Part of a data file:
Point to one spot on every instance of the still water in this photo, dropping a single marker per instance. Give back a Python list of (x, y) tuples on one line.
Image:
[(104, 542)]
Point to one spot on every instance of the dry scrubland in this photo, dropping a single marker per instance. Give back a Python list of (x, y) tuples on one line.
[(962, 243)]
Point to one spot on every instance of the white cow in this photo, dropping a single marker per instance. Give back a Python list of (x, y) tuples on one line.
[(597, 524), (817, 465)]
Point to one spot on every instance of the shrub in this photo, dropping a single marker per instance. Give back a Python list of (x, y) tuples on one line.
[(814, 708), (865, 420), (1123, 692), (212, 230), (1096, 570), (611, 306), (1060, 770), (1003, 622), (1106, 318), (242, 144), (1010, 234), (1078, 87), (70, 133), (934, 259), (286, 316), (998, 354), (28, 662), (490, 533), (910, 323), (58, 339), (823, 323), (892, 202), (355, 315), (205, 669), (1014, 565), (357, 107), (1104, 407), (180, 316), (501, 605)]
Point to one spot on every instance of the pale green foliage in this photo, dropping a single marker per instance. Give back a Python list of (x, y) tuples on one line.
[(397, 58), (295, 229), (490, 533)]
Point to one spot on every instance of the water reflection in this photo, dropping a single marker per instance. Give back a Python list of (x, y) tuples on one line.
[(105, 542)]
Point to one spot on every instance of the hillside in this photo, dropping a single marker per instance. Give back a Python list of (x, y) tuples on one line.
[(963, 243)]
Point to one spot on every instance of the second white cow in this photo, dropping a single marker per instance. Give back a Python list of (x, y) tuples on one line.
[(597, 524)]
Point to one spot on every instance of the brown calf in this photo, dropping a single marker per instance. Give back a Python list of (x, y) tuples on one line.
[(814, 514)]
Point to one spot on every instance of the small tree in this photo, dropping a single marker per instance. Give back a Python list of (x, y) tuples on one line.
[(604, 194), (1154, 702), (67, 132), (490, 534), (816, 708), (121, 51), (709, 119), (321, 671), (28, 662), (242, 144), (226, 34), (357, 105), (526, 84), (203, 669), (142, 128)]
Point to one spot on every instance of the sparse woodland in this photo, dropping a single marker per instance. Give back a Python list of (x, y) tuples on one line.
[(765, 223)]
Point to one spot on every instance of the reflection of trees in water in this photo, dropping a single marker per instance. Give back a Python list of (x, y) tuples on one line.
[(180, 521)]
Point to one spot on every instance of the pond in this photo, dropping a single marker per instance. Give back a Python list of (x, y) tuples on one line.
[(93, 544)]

Stated task:
Can you reproduce, word for word, the stretch from the beginning of the records through the line that contains "[(962, 243)]", including both ends?

Solution below:
Point to one spot on every instance of the still water in this photo, dropping a single marker per instance. Give back a Python list of (x, y) tuples on one line.
Image:
[(104, 542)]
Point to one spot on every instance of the dry scrubland in this photo, dropping a single marker per instance. Give back a Python list of (x, y) tuples on one line.
[(962, 243)]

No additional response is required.